Assignment >> From the data that follows, copy every line with the string "cloud".

Point-per-instance localization data
________________________________________

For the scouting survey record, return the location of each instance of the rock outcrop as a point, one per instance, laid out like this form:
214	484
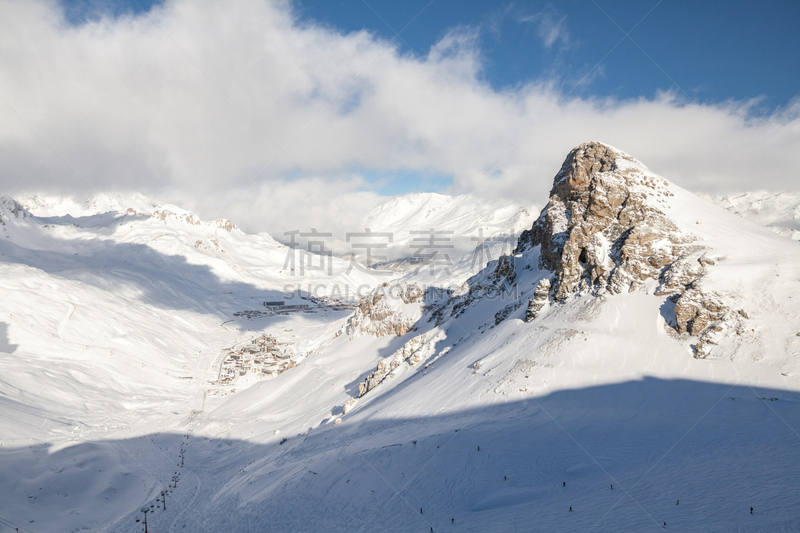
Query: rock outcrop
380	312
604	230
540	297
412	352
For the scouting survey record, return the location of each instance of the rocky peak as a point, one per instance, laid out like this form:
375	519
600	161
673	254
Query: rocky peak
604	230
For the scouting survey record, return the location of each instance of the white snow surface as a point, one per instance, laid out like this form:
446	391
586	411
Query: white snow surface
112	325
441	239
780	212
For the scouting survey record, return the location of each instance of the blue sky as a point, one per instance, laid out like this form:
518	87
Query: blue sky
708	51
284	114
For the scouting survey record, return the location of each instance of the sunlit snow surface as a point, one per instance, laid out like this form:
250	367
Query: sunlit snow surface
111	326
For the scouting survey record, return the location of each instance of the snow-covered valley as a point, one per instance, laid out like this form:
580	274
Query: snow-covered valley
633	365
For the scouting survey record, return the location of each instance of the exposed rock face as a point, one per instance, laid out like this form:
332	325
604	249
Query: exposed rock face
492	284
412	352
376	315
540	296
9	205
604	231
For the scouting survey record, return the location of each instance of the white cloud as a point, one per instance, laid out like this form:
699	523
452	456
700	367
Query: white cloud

________________________________________

Your response >>
For the scouting survey record, return the location of each instance of the white cloud as a point, one per instance, laid out like this form:
Query: white cloud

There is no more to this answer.